* 課題一覧 *
A) 本文の内容を2文で要約してください。
B) 本文によると、佐藤兄弟の兄・継信はどの合戦で討ち死にしましたか。
C) 本文から、「佐藤兄弟の妻たちは、自分たちの悲しみを押さえて、2人の」を含む語句で書き写し始め、「教科書に載っていたそうです。」の後で終えてください。

そもそも、芭蕉の「奥の細道」の目的には、本来の”白河の
関”などの「枕詞」(まくらことば)の地をたどって行く
こと以外に、もう一つの目的がありました。

それは、兄・頼朝から追討された弟・義経の逃亡の足跡を
たどることでした。

「奥の細道」の根底に流れるのは”無常観”で、義経の一生

はまさに栄枯盛衰そのもの、それが芭蕉に世の無常を

感じさせたためでした。

そして、ここ「医王寺」に芭蕉が立ち寄ったのは、義経を
救った佐藤継信、忠信の兄弟を弔うためでした。

平泉の藤原秀衡の下で旗揚げした義経に従い、兄・継信は

屋島の合戦で義経の矢面に立って討ち死にし、弟・忠信は、

京都で義経の身代わりとなって敵を欺き自害しました。

そして、義経に最後まで忠誠を尽くしたこの佐藤兄弟の

菩提寺がここ「医王寺」なのです。

義経は、頼朝に追われる途中で、弁慶と共に「医王寺」に
立ち寄り、兄弟の父の佐藤基信に兄弟の武勲を伝えました。

佐藤兄弟の妻たちは、自分たちの悲しみを押さえて、2人の
子供を失った姑・乙和(おとわ)を慰めますが、それでも、
姑は深い悲しみに打ちひしがれたままでした。

そこで、2人の妻は、佐藤兄弟の形見の鎧兜を着て、夫の

帰還を装い、「継信・忠信ただいま、凱旋致しました」と、

姑に武将姿の姿を見せて喜ばせました。

この逸話は、婦女子教育の教材として、昭和初期まで国定
教科書に載っていたそうです。

ということは、昔の人は全員、この逸話を学校で習って
いたんだ!
驚き!

* リスト一覧 *
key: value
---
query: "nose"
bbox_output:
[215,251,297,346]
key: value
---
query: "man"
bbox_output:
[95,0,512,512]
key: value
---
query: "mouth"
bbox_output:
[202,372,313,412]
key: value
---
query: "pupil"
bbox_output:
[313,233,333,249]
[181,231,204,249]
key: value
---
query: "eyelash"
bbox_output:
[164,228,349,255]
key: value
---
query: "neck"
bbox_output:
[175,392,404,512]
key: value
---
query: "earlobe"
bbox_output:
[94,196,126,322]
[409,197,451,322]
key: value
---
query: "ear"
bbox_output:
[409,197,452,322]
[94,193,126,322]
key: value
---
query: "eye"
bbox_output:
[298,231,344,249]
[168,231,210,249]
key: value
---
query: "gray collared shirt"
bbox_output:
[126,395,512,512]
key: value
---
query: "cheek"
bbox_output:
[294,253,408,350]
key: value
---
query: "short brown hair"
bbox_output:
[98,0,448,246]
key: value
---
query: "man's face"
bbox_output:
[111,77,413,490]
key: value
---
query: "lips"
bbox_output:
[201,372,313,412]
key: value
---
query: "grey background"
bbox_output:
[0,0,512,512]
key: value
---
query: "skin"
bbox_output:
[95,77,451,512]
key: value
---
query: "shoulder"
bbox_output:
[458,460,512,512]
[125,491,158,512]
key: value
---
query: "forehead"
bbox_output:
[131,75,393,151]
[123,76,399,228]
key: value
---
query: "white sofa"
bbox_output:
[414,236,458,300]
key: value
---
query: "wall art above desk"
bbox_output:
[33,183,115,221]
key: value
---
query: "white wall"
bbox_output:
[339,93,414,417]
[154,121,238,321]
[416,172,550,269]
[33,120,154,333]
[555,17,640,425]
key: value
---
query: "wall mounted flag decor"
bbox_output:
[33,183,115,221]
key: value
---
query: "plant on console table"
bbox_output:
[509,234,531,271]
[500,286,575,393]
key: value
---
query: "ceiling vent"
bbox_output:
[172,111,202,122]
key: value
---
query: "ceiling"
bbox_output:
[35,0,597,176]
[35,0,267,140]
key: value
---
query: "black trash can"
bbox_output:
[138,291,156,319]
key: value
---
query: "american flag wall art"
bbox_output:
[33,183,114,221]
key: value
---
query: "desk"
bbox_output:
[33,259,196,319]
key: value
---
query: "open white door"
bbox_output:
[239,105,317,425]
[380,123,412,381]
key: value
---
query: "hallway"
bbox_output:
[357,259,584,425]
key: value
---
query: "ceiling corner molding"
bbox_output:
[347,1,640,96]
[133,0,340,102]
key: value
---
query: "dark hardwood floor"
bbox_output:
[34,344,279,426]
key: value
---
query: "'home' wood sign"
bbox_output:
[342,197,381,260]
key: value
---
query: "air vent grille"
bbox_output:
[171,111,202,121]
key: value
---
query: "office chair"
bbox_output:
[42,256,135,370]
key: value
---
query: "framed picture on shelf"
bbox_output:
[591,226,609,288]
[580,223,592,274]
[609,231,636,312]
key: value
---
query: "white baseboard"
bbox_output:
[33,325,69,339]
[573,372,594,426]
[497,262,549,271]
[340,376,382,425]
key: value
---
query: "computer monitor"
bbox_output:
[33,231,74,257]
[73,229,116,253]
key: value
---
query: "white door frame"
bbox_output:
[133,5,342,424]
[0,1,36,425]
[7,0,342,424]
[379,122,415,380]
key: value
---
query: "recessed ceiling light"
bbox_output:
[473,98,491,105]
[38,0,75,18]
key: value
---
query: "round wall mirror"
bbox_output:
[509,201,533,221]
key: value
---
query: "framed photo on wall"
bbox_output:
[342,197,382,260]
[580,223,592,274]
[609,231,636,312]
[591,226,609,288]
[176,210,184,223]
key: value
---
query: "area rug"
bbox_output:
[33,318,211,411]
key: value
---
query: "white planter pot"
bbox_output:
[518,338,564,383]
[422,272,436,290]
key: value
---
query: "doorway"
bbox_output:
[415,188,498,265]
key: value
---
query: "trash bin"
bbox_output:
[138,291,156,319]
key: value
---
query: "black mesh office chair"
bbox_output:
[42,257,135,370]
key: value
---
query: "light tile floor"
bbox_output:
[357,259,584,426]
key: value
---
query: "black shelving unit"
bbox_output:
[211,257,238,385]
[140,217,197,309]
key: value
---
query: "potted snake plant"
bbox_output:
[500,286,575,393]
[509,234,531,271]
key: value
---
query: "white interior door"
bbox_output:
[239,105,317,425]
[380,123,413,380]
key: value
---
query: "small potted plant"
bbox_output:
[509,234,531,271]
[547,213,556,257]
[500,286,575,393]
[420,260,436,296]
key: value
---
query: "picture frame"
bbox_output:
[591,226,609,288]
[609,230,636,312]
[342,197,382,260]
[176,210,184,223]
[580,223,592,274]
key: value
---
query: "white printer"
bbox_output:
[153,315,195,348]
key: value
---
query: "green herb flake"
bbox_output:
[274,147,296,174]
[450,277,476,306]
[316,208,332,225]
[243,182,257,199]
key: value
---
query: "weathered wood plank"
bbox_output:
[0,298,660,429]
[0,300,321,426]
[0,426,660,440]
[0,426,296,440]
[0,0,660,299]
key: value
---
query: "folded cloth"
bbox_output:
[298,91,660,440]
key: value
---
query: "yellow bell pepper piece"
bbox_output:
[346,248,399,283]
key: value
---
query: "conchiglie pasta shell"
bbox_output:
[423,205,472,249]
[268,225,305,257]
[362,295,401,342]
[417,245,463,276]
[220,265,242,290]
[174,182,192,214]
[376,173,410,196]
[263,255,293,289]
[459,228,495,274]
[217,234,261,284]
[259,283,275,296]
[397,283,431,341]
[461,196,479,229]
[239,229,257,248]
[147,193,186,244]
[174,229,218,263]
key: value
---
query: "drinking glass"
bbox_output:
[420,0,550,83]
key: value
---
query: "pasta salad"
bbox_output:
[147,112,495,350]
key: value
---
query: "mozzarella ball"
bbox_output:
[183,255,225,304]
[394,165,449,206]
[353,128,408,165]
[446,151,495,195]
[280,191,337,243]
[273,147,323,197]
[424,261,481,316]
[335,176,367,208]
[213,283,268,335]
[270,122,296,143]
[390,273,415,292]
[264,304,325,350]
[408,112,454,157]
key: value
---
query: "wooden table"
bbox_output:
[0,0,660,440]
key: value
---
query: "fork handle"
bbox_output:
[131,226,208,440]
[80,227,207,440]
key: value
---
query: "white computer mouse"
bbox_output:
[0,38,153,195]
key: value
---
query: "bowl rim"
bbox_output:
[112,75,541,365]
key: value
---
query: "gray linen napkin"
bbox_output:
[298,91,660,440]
--
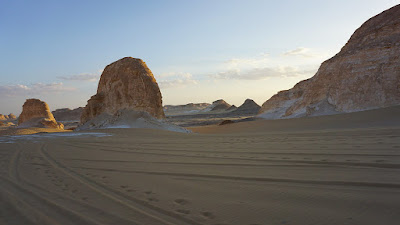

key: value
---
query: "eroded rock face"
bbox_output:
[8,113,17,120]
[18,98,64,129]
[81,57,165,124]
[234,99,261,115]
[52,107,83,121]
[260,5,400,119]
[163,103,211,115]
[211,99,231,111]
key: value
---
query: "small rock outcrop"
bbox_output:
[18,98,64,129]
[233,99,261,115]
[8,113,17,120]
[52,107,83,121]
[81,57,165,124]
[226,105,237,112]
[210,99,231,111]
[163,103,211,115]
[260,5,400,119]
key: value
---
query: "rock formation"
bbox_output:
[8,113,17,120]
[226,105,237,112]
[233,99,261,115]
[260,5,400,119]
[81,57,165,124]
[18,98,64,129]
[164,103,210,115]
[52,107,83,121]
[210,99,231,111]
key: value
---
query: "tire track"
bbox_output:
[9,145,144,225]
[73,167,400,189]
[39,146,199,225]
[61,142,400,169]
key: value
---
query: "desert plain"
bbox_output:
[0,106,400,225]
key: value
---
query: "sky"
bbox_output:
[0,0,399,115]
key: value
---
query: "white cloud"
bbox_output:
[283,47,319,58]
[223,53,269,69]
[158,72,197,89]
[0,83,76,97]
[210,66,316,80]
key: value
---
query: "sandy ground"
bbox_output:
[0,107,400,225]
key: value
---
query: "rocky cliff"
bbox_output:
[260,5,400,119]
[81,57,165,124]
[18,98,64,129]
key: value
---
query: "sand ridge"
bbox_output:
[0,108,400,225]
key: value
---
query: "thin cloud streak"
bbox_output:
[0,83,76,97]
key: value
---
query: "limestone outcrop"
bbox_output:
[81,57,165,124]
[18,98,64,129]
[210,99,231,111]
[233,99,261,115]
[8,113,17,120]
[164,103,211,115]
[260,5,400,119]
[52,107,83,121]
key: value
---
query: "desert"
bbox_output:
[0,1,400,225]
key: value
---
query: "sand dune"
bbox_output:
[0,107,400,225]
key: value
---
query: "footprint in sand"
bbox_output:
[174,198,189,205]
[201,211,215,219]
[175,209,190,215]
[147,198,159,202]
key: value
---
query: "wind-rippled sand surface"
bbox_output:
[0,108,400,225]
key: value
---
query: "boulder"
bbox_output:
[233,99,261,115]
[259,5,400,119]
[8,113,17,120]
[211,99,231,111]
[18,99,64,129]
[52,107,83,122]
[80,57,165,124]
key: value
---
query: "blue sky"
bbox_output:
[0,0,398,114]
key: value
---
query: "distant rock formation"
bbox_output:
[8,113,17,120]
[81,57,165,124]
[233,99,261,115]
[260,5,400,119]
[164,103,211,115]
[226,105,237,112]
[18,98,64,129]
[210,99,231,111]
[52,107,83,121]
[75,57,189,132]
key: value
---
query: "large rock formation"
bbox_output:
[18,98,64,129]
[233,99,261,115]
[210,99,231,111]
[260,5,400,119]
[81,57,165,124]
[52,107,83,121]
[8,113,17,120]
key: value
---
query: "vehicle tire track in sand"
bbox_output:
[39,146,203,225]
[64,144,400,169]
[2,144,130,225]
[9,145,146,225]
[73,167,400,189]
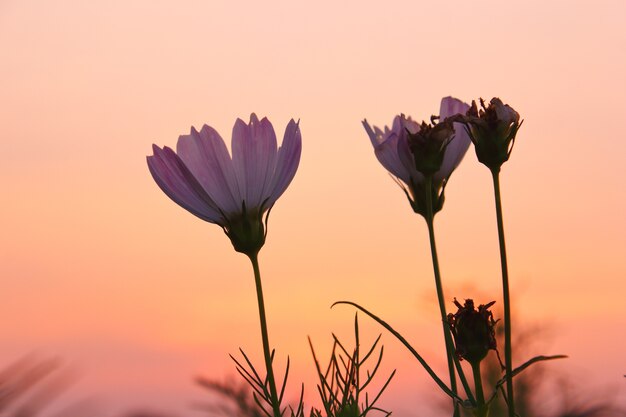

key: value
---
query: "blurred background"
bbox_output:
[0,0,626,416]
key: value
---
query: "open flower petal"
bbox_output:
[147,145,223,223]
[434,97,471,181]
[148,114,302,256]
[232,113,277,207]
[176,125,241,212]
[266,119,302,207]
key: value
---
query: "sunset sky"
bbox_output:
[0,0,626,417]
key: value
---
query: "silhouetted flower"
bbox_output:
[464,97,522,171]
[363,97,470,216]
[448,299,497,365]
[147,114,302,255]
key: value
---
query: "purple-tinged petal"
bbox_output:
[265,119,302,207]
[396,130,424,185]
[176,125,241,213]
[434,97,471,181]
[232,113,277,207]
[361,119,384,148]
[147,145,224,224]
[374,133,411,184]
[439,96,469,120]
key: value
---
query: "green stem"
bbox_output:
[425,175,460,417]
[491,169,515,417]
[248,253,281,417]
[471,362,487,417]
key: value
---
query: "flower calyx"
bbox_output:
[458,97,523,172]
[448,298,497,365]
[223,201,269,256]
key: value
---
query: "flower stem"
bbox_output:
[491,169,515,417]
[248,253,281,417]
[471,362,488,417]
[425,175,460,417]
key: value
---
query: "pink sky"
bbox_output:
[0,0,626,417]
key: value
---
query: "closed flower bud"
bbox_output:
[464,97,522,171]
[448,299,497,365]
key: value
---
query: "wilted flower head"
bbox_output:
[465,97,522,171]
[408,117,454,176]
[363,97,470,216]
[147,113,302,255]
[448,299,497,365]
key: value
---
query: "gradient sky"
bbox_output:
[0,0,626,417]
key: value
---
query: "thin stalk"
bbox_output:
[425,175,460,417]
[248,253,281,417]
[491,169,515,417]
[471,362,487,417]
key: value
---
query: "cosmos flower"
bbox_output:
--
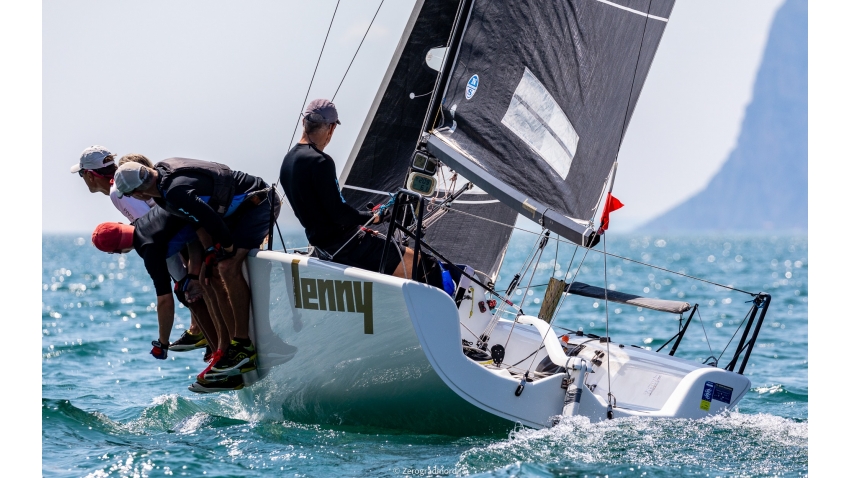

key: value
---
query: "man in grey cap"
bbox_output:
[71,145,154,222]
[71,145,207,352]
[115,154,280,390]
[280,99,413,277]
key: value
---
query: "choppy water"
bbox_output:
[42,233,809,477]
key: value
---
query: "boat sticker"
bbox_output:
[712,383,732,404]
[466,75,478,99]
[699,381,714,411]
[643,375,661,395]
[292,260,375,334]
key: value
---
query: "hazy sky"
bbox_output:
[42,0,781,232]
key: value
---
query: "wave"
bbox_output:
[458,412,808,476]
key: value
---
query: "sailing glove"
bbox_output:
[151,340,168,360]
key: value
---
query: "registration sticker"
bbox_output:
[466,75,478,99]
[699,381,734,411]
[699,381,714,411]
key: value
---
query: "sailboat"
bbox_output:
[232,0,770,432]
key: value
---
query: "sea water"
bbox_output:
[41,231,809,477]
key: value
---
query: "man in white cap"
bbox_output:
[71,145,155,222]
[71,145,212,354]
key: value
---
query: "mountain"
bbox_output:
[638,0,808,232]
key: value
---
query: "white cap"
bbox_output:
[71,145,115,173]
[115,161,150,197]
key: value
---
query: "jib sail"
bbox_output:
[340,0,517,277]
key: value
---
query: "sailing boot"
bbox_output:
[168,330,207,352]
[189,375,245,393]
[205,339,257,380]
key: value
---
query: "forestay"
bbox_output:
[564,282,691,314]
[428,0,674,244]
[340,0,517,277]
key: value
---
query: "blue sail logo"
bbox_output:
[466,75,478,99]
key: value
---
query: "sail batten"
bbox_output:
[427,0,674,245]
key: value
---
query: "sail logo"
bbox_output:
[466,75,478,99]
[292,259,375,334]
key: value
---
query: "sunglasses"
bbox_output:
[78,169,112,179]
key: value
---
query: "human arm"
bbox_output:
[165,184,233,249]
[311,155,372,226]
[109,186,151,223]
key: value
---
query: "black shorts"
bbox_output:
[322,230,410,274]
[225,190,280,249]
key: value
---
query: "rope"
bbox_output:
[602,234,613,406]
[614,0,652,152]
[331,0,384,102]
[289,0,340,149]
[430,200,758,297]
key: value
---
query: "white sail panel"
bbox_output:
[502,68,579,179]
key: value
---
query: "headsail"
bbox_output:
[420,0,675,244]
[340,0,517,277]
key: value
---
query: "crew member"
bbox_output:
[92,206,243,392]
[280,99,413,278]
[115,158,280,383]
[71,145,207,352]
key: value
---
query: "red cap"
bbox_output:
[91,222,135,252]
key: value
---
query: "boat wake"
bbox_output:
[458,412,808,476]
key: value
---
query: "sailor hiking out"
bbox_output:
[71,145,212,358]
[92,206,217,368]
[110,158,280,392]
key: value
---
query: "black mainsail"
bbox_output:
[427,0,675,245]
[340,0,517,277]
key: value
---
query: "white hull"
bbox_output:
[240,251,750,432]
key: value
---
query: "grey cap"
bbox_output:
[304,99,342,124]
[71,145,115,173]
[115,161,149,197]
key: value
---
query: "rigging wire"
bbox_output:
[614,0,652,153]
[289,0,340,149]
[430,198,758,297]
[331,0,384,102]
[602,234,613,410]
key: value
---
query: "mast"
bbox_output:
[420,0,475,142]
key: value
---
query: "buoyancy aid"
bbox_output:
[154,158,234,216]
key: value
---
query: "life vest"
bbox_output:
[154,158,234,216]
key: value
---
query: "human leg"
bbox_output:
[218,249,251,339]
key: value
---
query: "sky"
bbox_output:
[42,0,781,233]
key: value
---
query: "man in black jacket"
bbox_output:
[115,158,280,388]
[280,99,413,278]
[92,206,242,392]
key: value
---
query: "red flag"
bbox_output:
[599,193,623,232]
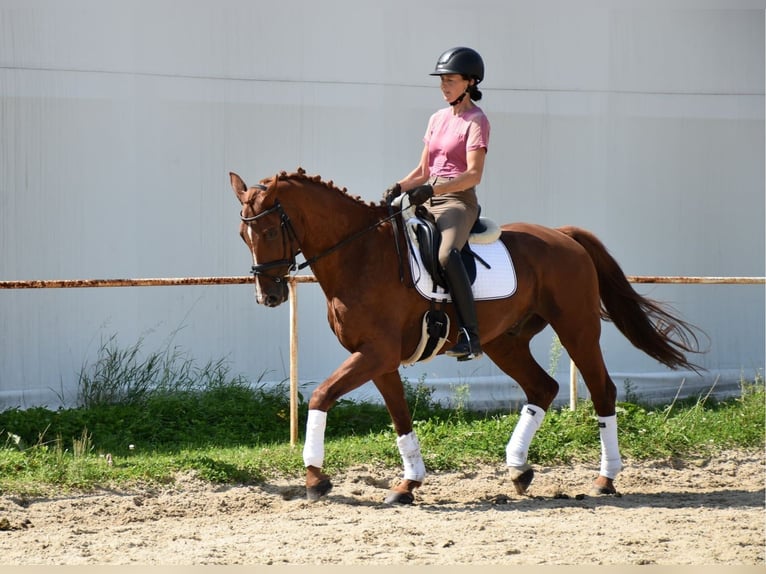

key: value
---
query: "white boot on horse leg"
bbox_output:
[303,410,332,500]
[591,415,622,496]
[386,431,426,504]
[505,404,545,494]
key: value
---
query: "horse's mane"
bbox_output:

* 各課題の解答 *
A) 芭蕉の「奥の細道」には義経の逃亡の足跡をたどるという目的もあり、芭蕉は義経を救った佐藤継信・忠信兄弟を弔うため、兄弟の菩提寺である「医王寺」に立ち寄りました。兄弟の妻たちは形見の鎧兜を着て夫の帰還を装い、深く悲しむ姑の乙和を喜ばせたとされ、この逸話は昭和初期まで国定教科書に載っていたそうです。

B) 屋島の合戦です。

C)
佐藤兄弟の妻たちは、自分たちの悲しみを押さえて、2人の
子供を失った姑・乙和(おとわ)を慰めますが、それでも、
姑は深い悲しみに打ちひしがれたままでした。

そこで、2人の妻は、佐藤兄弟の形見の鎧兜を着て、夫の

帰還を装い、「継信・忠信ただいま、凱旋致しました」と、

姑に武将姿の姿を見せて喜ばせました。

この逸話は、婦女子教育の教材として、昭和初期まで国定
教科書に載っていたそうです。